§ 201. — Ownership of copyright.
[Laws in effect as of January 24, 2002]
[Document not affected by Public Laws enacted between
January 24, 2002 and December 19, 2002]
[CITE: 17USC201]
TITLE 17--COPYRIGHTS
CHAPTER 2--COPYRIGHT OWNERSHIP AND TRANSFER
Sec. 201. Ownership of copyright
(a) Initial Ownership.--Copyright in a work protected under this
title vests initially in the author or authors of the work. The authors
of a joint work are coowners of copyright in the work.
(b) Works Made for Hire.--In the case of a work made for hire, the
employer or other person for whom the work was prepared is considered
the author for purposes of this title, and, unless the parties have
expressly agreed otherwise in a written instrument signed by them, owns
all of the rights comprised in the copyright.
(c) Contributions to Collective Works.--Copyright in each separate
contribution to a collective work is distinct from copyright in the
collective work as a whole, and vests initially in the author of the
contribution. In the absence of an express transfer of the copyright or
of any rights under it, the owner of copyright in the collective work is
presumed to have acquired only the privilege of reproducing and
distributing the contribution as part of that particular collective
work, any revision of that collective work, and any later collective
work in the same series.
(d) Transfer of Ownership.--
(1) The ownership of a copyright may be transferred in whole or
in part by any means of conveyance or by operation of law, and may
be bequeathed by will or pass as personal property by the applicable
laws of intestate succession.
(2) Any of the exclusive rights comprised in a copyright,
including any subdivision of any of the rights specified by section
106, may be transferred as provided by clause (1) and owned
separately. The owner of any particular exclusive right is entitled,
to the extent of that right, to all of the protection and remedies
accorded to the copyright owner by this title.
(e) Involuntary Transfer.--When an individual author's ownership of
a copyright, or of any of the exclusive rights under a copyright, has
not previously been transferred voluntarily by that individual author,
no action by any governmental body or other official or organization
purporting to seize, expropriate, transfer, or exercise rights of
ownership with respect to the copyright, or any of the exclusive rights
under a copyright, shall be given effect under this title, except as
provided under title 11.
(Pub. L. 94-553, title I, Sec. 101, Oct. 19, 1976, 90 Stat. 2568; Pub.
L. 95-598, title III, Sec. 313, Nov. 6, 1978, 92 Stat. 2676.)

— Data provided —

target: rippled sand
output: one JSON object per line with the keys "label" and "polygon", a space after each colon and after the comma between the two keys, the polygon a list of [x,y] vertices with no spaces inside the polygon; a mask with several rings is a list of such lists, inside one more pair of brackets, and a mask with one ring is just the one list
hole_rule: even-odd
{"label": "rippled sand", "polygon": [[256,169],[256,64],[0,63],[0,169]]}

— Tasks to perform —
1 > In the copyright ownership section above, copy word for word the stretch from "(2) Any of the" through "by this title.".
2 > According to the copyright ownership section, who is considered the author of a work made for hire?
3 > Restate the paragraph of the copyright ownership section that begins "(c) Contributions to Collective Works" as a short list of its main points.

— Responses in order —
1 >
(2) Any of the exclusive rights comprised in a copyright,
including any subdivision of any of the rights specified by section
106, may be transferred as provided by clause (1) and owned
separately. The owner of any particular exclusive right is entitled,
to the extent of that right, to all of the protection and remedies
accorded to the copyright owner by this title.

2 > The employer or other person for whom the work was prepared.

3 >
- Copyright in each separate contribution to a collective work is distinct from copyright in the collective work as a whole.
- That copyright first belongs to the author of the contribution.
- Unless the copyright or any rights under it are expressly transferred, the owner of the collective work is presumed to have only the privilege of reproducing and distributing the contribution as part of:
  - that particular collective work,
  - any revision of it,
  - any later collective work in the same series.